Il sindaco Lucio Greco ha ufficialmente aperto una crisi che per tanti è al buio a seguito dell’azzeramento della giunta, con le dimissioni arrivate giovedì mattina dagli ultimi assessori rimasti, cioè Terenziano Di Stefano (Una buona idea), Ivan Liardi (Mpa) e Romina Morselli (Un’altra Gela), dopo quelle di due giorni prima rassegnate da Giuseppe Licata (Nuova Dc) che hanno impresso un’accelerazione decisiva nello smuovere una situazione di apparente stasi, facendola poi di fatto precipitare.
Va dritto in obitorio il progetto civico. Ripetutamente ferito in questi tre anni e mezzo di turbolento mandato, era sopravvissuto grazie alla tenuta di Una buona idea, gli ex Impegno comune oggi Mpa e ciò che era rimasto della lista ammiraglia del primo cittadino Un’altra Gela: i cosiddetti “fedelissimi”. Con tanto di bisturi politico, erano riusciti nell’impresa di ricucire i vari tagli. Fino al corpo mortale inferto a metà settimana, allorquando il sindaco ha ufficializzato ai tre assessori rimasti che avrebbe azzerato la Giunta.
Il referto dell’autopsia ce lo fornisce in sintesi chi è stato sempre al fianco del sindaco ed ha difeso il progetto civico in tutte le sedi, instancabilmente, dalla sua nascita e trionfo elettorale, fino al giorno della dipartita, vale a dire l’oramai ex vicesindaco ed assessore allo sviluppo economico, in quota Una buona idea, Terenziano Di Stefano, da noi contattato:
«dopo la richiesta di azzeramento ed apertura ad un governo cittadino di centrodestra avanzata dalla Dc e resa di dominio pubblico a mezzo stampa – ha commentato Di Stefano – considerandola una proposta assurda e senza criterio, siamo rimasti insieme agli alleati al fianco di Greco, fino all’ultima riunione di mercoledì sera, in cui peraltro, abbiamo messo sul tavolo una serie di proposte alternative ed abbiamo responsabilmente rinnovato la nostro fiducia all’amministrazione, nonché verso un progetto in cui credevamo ancora, rendendoci disponibili ad andare avanti anche con i dieci consiglieri rimasti nel civico consesso.

■ ■ ■ ■ ■

* _Compiti da svolgere_
A) Elenca tutti gli assessori che, secondo l'estratto, hanno rassegnato le dimissioni, indicando per ciascuno la lista o il partito di appartenenza.
B) Nell'estratto, in quale momento si è svolta l'ultima riunione a cui Di Stefano dice di aver partecipato al fianco di Greco?
Il materiale riportato qui non ha alcun legame con l'estratto.

■ ■ ■ ■ ■

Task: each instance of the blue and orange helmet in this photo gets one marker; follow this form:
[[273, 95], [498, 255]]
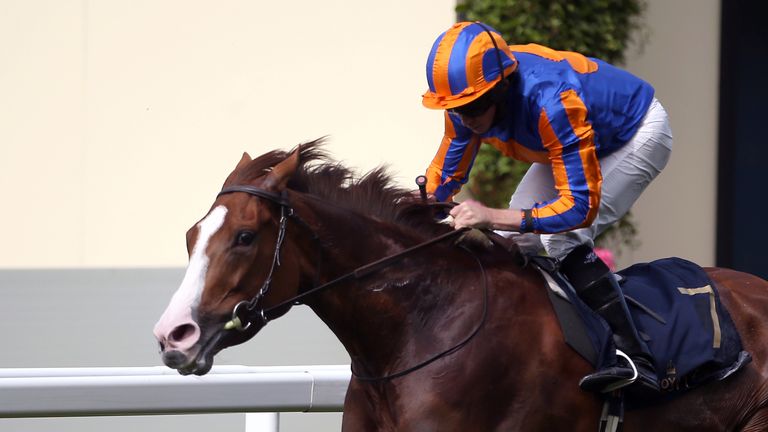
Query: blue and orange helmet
[[466, 62]]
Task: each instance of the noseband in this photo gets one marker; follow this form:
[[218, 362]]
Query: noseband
[[246, 312]]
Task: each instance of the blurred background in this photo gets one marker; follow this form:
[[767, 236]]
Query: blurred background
[[119, 121]]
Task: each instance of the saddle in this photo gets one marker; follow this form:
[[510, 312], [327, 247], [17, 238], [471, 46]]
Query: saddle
[[676, 308]]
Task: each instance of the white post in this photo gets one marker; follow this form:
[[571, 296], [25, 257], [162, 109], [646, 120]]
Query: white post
[[262, 422]]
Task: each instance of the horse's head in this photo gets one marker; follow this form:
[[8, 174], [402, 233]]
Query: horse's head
[[234, 254]]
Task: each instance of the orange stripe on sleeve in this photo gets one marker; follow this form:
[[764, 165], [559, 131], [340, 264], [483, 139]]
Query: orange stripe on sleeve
[[435, 169], [577, 117], [552, 143]]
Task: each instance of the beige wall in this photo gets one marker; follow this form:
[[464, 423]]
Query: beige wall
[[676, 215], [120, 120]]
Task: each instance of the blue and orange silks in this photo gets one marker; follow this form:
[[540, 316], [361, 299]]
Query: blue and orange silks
[[563, 109]]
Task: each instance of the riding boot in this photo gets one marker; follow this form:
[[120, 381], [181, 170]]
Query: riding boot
[[598, 288]]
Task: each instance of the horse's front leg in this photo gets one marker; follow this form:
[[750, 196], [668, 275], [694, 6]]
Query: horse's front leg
[[360, 413]]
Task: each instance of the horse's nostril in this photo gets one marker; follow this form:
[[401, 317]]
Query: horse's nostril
[[182, 332]]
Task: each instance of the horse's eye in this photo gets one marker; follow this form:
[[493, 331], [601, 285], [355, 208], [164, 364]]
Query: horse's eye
[[245, 238]]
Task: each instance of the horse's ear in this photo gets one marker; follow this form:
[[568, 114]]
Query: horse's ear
[[243, 161], [278, 178]]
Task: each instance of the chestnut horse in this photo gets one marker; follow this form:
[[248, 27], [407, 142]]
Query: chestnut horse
[[442, 337]]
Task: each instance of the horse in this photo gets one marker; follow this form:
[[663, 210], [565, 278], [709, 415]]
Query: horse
[[444, 334]]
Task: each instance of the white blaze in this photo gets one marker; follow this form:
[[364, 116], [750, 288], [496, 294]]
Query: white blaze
[[187, 297]]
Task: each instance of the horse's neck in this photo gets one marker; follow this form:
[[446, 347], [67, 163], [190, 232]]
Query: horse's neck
[[377, 317]]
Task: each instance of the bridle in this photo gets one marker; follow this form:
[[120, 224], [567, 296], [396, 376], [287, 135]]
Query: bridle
[[246, 312]]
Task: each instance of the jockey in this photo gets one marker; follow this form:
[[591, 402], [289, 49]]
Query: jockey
[[596, 136]]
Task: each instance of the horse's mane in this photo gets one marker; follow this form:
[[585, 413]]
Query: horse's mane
[[374, 194]]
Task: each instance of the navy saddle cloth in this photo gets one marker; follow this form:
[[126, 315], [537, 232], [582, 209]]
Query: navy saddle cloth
[[678, 313], [689, 332]]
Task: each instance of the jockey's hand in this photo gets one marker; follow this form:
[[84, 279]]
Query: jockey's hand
[[471, 214]]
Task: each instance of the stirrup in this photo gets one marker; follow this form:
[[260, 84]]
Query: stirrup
[[625, 382]]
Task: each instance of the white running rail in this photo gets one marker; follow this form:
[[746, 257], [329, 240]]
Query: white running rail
[[66, 392]]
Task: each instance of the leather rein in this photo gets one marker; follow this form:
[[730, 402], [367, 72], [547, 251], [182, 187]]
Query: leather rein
[[246, 312]]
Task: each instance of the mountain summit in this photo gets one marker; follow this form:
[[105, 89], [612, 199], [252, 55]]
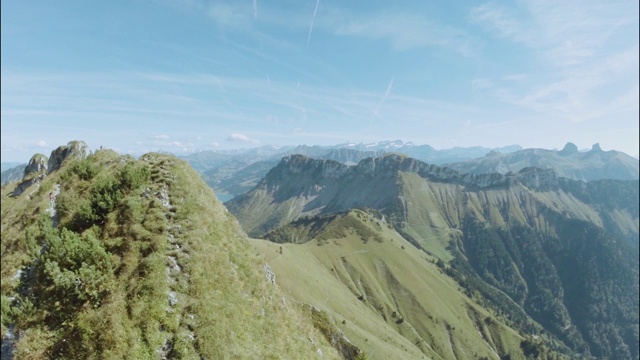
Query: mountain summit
[[111, 257], [548, 252]]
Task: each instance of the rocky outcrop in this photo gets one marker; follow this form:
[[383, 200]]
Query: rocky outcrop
[[13, 175], [35, 171], [59, 155], [37, 164], [591, 165]]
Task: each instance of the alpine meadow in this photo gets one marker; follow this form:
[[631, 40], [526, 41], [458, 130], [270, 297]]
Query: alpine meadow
[[318, 179]]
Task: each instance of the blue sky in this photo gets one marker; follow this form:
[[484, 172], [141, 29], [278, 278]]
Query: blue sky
[[188, 75]]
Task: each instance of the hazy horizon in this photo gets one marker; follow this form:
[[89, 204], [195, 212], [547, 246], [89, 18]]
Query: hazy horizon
[[180, 76]]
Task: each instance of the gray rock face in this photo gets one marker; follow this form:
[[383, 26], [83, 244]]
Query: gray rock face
[[568, 149], [59, 155]]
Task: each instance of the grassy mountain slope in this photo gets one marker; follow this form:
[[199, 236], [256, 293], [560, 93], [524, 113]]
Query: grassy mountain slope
[[136, 259], [569, 162], [387, 296], [500, 234]]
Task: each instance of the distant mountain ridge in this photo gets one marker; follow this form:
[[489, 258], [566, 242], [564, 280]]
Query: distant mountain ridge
[[492, 229], [231, 173], [595, 164]]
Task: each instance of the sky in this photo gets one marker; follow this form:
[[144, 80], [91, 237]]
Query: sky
[[187, 75]]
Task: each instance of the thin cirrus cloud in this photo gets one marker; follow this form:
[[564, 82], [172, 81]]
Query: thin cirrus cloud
[[242, 138], [576, 59]]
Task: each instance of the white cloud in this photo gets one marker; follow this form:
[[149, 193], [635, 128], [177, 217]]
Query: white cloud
[[235, 137]]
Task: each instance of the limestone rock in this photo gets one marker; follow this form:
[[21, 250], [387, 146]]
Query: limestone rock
[[59, 155]]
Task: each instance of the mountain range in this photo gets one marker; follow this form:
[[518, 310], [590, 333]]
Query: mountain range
[[595, 164], [365, 253], [556, 257]]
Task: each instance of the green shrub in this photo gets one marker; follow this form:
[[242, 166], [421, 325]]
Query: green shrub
[[72, 271]]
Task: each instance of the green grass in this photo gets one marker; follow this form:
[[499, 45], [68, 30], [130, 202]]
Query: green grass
[[388, 297], [165, 237]]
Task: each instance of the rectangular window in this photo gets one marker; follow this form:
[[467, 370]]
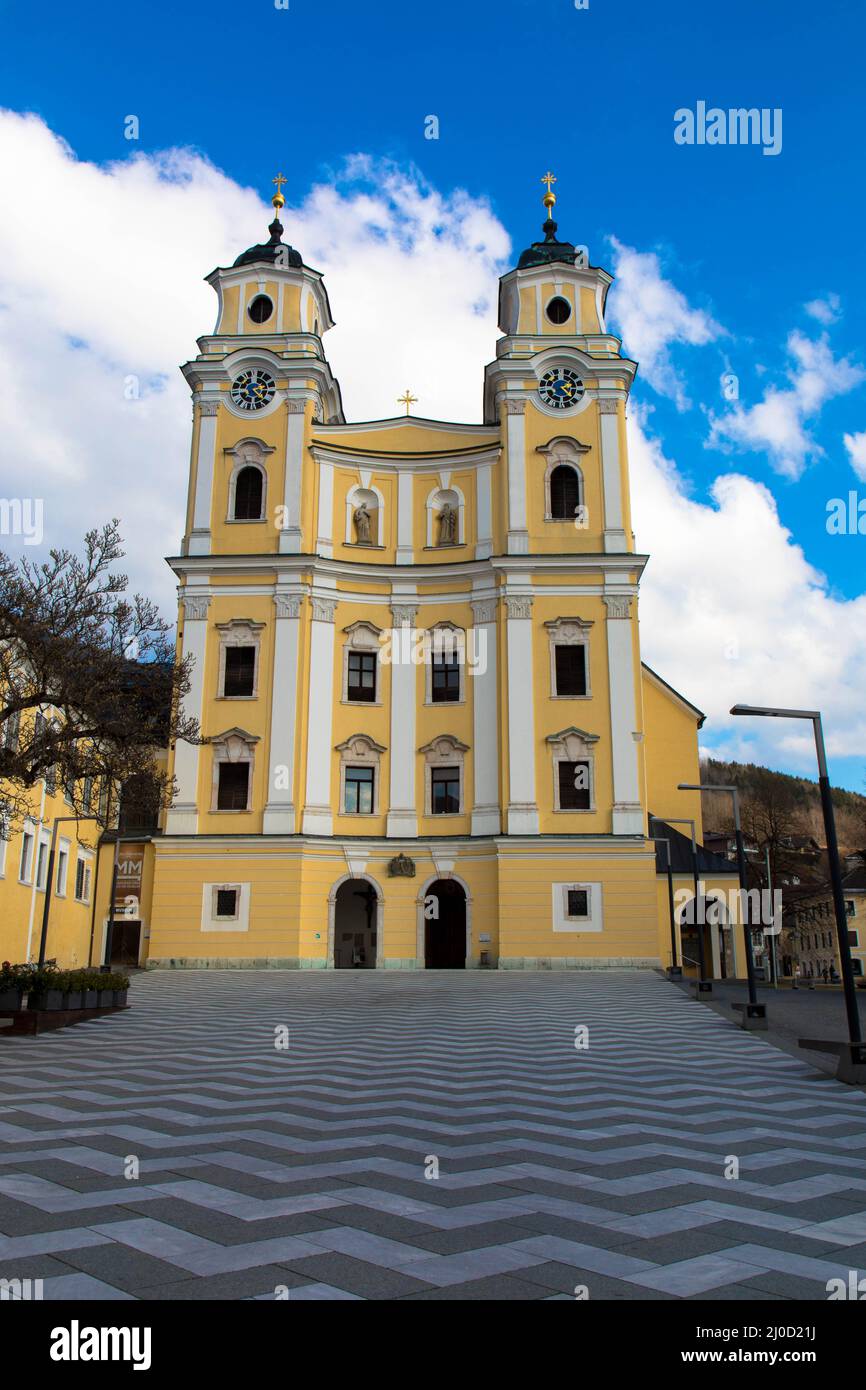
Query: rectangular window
[[63, 868], [577, 902], [445, 683], [225, 904], [232, 792], [42, 863], [359, 791], [362, 676], [574, 786], [239, 670], [445, 791], [570, 669], [82, 880], [27, 856]]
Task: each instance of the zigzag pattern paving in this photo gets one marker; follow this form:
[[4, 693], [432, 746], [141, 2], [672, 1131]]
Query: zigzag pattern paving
[[310, 1171]]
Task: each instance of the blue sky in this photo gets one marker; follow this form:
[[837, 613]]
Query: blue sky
[[747, 239]]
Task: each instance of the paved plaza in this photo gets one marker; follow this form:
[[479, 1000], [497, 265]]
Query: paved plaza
[[309, 1171]]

■ ■ ■ ■ ■

* _Risultati attesi_
A)
- Terenziano Di Stefano (Una buona idea)
- Ivan Liardi (Mpa)
- Romina Morselli (Un'altra Gela)
- Giuseppe Licata (Nuova Dc)

B) Mercoledì sera.